The problem
Please state how many lines of the listing contain the string "accurate". Reply with the number alone.

-------

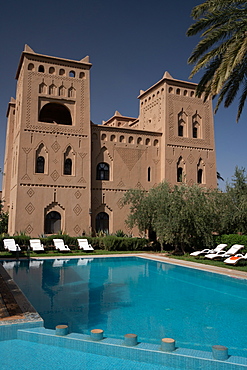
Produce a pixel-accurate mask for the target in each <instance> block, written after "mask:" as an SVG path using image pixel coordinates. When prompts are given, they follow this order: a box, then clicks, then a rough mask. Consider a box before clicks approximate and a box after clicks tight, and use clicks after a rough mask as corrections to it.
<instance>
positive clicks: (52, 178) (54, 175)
mask: <svg viewBox="0 0 247 370" xmlns="http://www.w3.org/2000/svg"><path fill="white" fill-rule="evenodd" d="M59 177H60V176H59V173H58V172H57V170H54V171H53V172H52V174H51V178H52V180H53V181H57V179H58V178H59Z"/></svg>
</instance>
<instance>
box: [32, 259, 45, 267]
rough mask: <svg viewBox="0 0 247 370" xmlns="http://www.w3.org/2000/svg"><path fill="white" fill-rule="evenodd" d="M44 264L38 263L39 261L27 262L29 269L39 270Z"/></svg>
mask: <svg viewBox="0 0 247 370" xmlns="http://www.w3.org/2000/svg"><path fill="white" fill-rule="evenodd" d="M43 263H44V261H40V260H31V261H30V262H29V267H32V268H39V267H40V266H42V264H43Z"/></svg>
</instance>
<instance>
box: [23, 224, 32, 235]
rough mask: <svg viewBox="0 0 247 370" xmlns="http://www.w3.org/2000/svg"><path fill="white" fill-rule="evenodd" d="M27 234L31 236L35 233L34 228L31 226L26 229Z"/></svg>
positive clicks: (26, 228)
mask: <svg viewBox="0 0 247 370" xmlns="http://www.w3.org/2000/svg"><path fill="white" fill-rule="evenodd" d="M25 232H26V233H27V234H29V235H30V234H31V233H32V232H33V228H32V226H31V225H30V224H29V225H27V227H26V228H25Z"/></svg>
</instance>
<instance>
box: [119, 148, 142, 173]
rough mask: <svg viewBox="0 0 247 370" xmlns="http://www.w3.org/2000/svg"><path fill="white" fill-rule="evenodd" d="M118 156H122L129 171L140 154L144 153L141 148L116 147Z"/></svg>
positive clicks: (132, 166) (125, 164)
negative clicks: (116, 148) (123, 147)
mask: <svg viewBox="0 0 247 370" xmlns="http://www.w3.org/2000/svg"><path fill="white" fill-rule="evenodd" d="M116 150H117V152H118V154H119V155H120V157H121V158H122V160H123V162H124V163H125V165H126V166H127V167H128V169H129V171H131V170H132V168H133V167H134V166H135V164H136V163H137V162H138V161H139V159H140V158H141V157H142V155H143V154H144V153H145V150H143V149H129V148H117V149H116Z"/></svg>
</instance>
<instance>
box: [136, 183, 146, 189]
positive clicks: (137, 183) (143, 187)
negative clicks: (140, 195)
mask: <svg viewBox="0 0 247 370" xmlns="http://www.w3.org/2000/svg"><path fill="white" fill-rule="evenodd" d="M135 187H136V188H137V189H144V187H143V186H142V184H141V183H140V181H138V183H137V184H136V186H135Z"/></svg>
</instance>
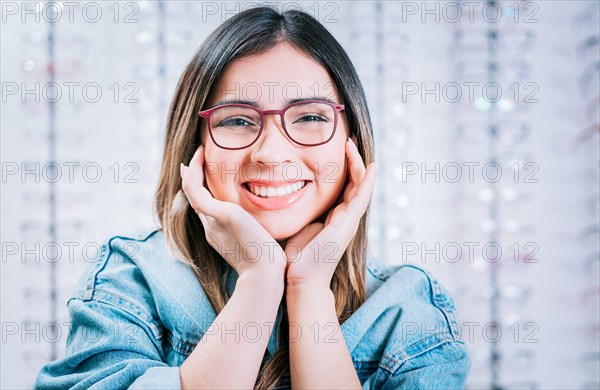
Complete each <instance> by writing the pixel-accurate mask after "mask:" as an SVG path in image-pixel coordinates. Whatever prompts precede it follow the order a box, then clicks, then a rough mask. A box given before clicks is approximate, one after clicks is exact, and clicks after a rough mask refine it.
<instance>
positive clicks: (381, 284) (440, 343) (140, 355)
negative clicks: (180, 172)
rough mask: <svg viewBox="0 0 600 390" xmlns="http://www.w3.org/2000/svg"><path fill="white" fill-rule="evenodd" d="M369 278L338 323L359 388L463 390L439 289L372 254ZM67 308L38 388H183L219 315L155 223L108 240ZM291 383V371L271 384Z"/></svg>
mask: <svg viewBox="0 0 600 390" xmlns="http://www.w3.org/2000/svg"><path fill="white" fill-rule="evenodd" d="M230 269H231V270H232V271H233V272H229V273H228V274H227V275H228V276H227V278H226V290H227V292H228V293H229V296H231V294H232V293H233V290H234V287H235V282H236V279H237V273H236V272H235V270H233V268H231V267H230ZM224 281H225V280H224ZM365 283H366V285H365V287H366V292H367V300H366V301H365V302H364V303H363V305H362V306H361V307H360V308H359V309H358V310H356V311H355V312H354V313H353V314H352V315H351V316H350V317H349V318H348V319H347V320H346V321H344V322H343V323H342V324H341V330H342V332H343V335H344V339H345V341H346V343H347V345H348V350H349V351H350V353H351V357H352V361H353V363H354V367H355V369H356V373H357V375H358V377H359V379H360V381H361V383H362V386H363V389H398V388H407V389H417V388H419V389H420V388H428V389H434V388H436V389H437V388H439V389H451V388H463V386H464V382H465V380H466V377H467V373H468V371H469V368H470V360H469V356H468V353H467V348H466V346H465V344H464V342H463V340H462V338H461V334H460V328H459V326H458V320H457V317H456V309H455V306H454V302H453V300H452V298H451V297H450V295H449V294H448V292H447V291H446V290H445V289H444V287H443V286H442V285H441V284H440V283H439V282H438V281H436V279H434V278H433V277H432V276H431V275H430V274H429V273H428V272H426V271H424V270H422V269H420V268H417V267H414V266H411V265H395V266H384V265H382V264H380V263H377V262H376V261H375V260H374V259H373V258H368V259H367V272H366V281H365ZM284 299H285V298H284ZM67 307H68V311H69V314H70V317H71V327H70V330H69V335H68V338H67V348H66V356H65V357H64V358H62V359H59V360H56V361H53V362H50V363H48V364H47V365H45V366H44V367H43V368H42V370H41V371H40V372H39V374H38V377H37V379H36V383H35V388H39V389H65V388H76V389H87V388H90V387H91V388H110V389H122V388H148V389H150V388H151V389H159V388H167V389H177V388H181V382H180V376H179V367H180V366H181V365H182V363H183V362H184V361H185V359H186V358H187V357H188V356H189V354H190V353H191V352H192V351H193V349H194V348H195V347H196V345H197V344H198V343H199V341H200V340H201V338H202V336H203V334H204V333H205V332H206V331H207V330H208V328H209V326H210V324H211V323H212V322H213V321H214V320H215V319H216V316H217V315H216V313H215V312H214V310H213V308H212V306H211V305H210V303H209V301H208V298H207V296H206V294H205V293H204V291H203V289H202V287H201V285H200V283H199V282H198V281H197V279H196V277H195V275H194V273H193V271H192V269H191V267H190V266H189V265H188V264H185V263H183V262H181V261H177V260H175V259H173V258H172V257H170V255H169V254H168V251H167V247H166V242H165V239H164V235H163V233H162V230H156V229H154V228H150V229H144V230H141V231H138V232H137V233H136V234H132V235H128V236H113V237H111V238H109V239H108V240H107V241H105V242H104V244H103V245H102V250H101V251H100V254H99V256H98V259H97V261H95V262H94V263H92V264H91V265H90V267H89V270H88V271H87V272H86V273H85V274H84V275H83V276H82V277H81V279H80V281H79V283H78V286H77V289H76V292H75V294H74V295H73V296H72V297H71V298H70V299H69V301H68V302H67ZM281 316H282V305H280V307H279V310H278V313H277V317H276V324H275V326H274V327H273V328H272V329H273V331H272V332H271V335H270V339H269V342H268V346H267V350H266V351H265V356H264V360H263V363H264V361H266V360H267V359H268V358H269V357H270V356H272V355H273V354H274V353H275V351H276V350H277V349H278V348H279V343H278V338H279V335H280V328H279V326H278V325H279V323H280V319H281ZM199 348H201V346H199ZM290 387H291V384H290V378H289V375H287V376H286V377H284V378H283V379H282V380H281V381H280V382H279V383H278V387H277V388H290Z"/></svg>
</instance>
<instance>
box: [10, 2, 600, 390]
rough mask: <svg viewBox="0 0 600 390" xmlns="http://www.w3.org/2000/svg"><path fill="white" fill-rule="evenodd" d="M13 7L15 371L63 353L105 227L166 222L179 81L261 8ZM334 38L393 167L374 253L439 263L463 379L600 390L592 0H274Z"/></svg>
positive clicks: (377, 184) (19, 384)
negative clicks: (234, 24) (463, 378)
mask: <svg viewBox="0 0 600 390" xmlns="http://www.w3.org/2000/svg"><path fill="white" fill-rule="evenodd" d="M258 4H259V3H256V2H254V3H251V4H248V3H243V2H221V1H219V2H209V1H207V2H199V1H150V2H138V1H123V2H118V1H111V2H93V1H90V2H88V1H75V2H64V3H62V2H20V1H19V2H11V1H4V2H2V3H1V7H2V8H1V11H2V24H1V60H0V61H1V62H0V65H1V79H2V80H1V81H2V82H1V85H2V105H1V152H2V156H1V160H2V190H1V213H2V218H1V241H2V263H1V293H2V307H1V317H2V318H1V322H2V344H1V348H2V351H1V373H0V377H1V383H0V387H2V388H27V387H31V386H32V384H33V381H34V379H35V376H36V374H37V371H38V370H39V369H40V368H41V366H42V365H43V364H44V363H46V362H49V361H51V360H53V359H56V358H59V357H61V356H63V355H64V353H65V343H66V339H67V335H68V325H69V323H68V321H69V317H68V314H67V311H66V301H67V299H68V298H69V296H70V294H71V293H72V292H73V287H74V284H75V282H76V281H77V279H78V278H79V276H80V275H81V273H82V272H83V270H84V268H85V267H86V266H87V264H89V263H90V262H91V261H93V259H94V257H95V256H96V255H97V252H98V249H99V247H100V245H101V243H102V241H103V240H104V239H105V238H107V237H108V236H110V235H116V234H126V233H128V232H129V233H130V232H134V231H136V230H138V229H144V228H147V227H152V226H153V225H154V224H155V222H154V218H153V215H152V196H153V193H154V189H155V186H156V183H157V179H158V173H159V167H160V162H161V157H162V156H161V154H162V145H163V138H164V137H163V136H164V131H165V130H164V129H165V118H166V111H167V107H168V104H169V103H170V99H171V97H172V94H173V90H174V87H175V85H176V82H177V79H178V77H179V75H180V74H181V72H182V70H183V68H184V66H185V65H186V63H187V61H188V60H189V59H190V58H191V56H192V54H193V53H194V52H195V50H196V49H197V48H198V46H199V45H200V43H201V42H202V41H203V40H204V39H205V38H206V37H207V36H208V35H209V34H210V33H211V32H212V31H213V30H214V29H215V28H216V27H217V26H218V25H219V24H221V23H222V22H223V21H224V20H226V19H227V18H229V17H231V16H232V15H234V14H235V13H237V12H239V11H242V10H244V9H247V8H248V7H251V6H255V5H258ZM267 5H269V6H272V7H273V8H275V9H278V10H280V11H283V10H286V9H298V8H300V9H303V10H305V11H306V12H309V13H310V14H311V15H313V16H314V17H316V18H317V19H318V20H319V21H320V22H321V23H323V24H324V25H325V27H326V28H327V29H328V30H329V31H331V32H332V34H333V35H334V36H335V37H336V38H337V39H338V40H339V41H340V43H341V44H342V46H343V47H344V48H345V49H346V50H347V52H348V54H349V55H350V57H351V59H352V60H353V62H354V64H355V66H356V69H357V71H358V73H359V75H360V77H361V80H362V82H363V85H364V87H365V90H366V93H367V98H368V103H369V107H370V111H371V115H372V120H373V124H374V131H375V141H376V148H377V150H376V152H377V160H378V161H379V171H378V182H377V188H376V191H375V194H374V197H373V202H372V214H371V219H370V228H369V236H370V247H369V251H370V253H371V255H372V256H374V257H376V258H378V259H380V261H382V262H384V263H386V264H404V263H406V264H408V263H410V264H416V265H419V266H421V267H423V268H425V269H427V270H429V271H431V272H432V273H433V274H434V275H436V276H437V277H438V278H439V279H440V280H441V282H442V283H443V284H444V285H445V286H446V287H447V288H448V289H449V290H450V292H451V294H452V295H453V297H454V299H455V301H456V304H457V306H458V313H459V320H460V323H461V327H462V330H463V337H464V338H465V341H466V342H467V344H468V346H469V350H470V352H471V357H472V369H471V374H470V377H469V380H468V382H467V387H468V388H473V389H475V388H477V389H479V388H481V389H486V388H494V389H498V388H502V389H512V388H532V389H533V388H572V389H598V388H599V387H600V377H599V376H600V369H599V366H600V345H599V344H600V318H599V316H600V309H599V307H600V299H599V296H600V269H599V161H600V160H599V148H600V144H599V142H600V141H599V134H600V127H599V126H600V125H599V122H600V119H599V116H600V115H599V111H600V100H599V92H600V91H599V90H600V81H599V74H600V70H599V69H600V49H599V25H600V21H599V13H600V3H599V2H598V1H517V0H511V1H498V2H493V1H458V2H435V1H427V2H421V1H394V2H392V1H352V2H350V1H320V2H317V1H307V2H282V3H278V2H268V3H267Z"/></svg>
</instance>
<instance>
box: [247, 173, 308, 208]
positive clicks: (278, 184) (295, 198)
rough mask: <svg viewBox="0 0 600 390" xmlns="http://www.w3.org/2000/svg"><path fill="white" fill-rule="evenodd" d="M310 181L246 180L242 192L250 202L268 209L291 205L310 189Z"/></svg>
mask: <svg viewBox="0 0 600 390" xmlns="http://www.w3.org/2000/svg"><path fill="white" fill-rule="evenodd" d="M310 183H311V182H309V181H305V180H301V181H295V182H291V183H290V182H287V181H278V182H271V183H268V182H246V183H244V184H242V189H243V191H242V193H243V194H244V195H245V196H246V197H247V198H248V200H249V201H250V202H252V203H253V204H255V205H256V206H258V207H261V208H263V209H266V210H277V209H282V208H285V207H289V206H291V205H292V204H294V203H296V202H298V201H299V200H300V199H301V198H302V196H303V195H304V194H305V193H306V191H307V190H309V187H310Z"/></svg>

-------

Exercise solution
2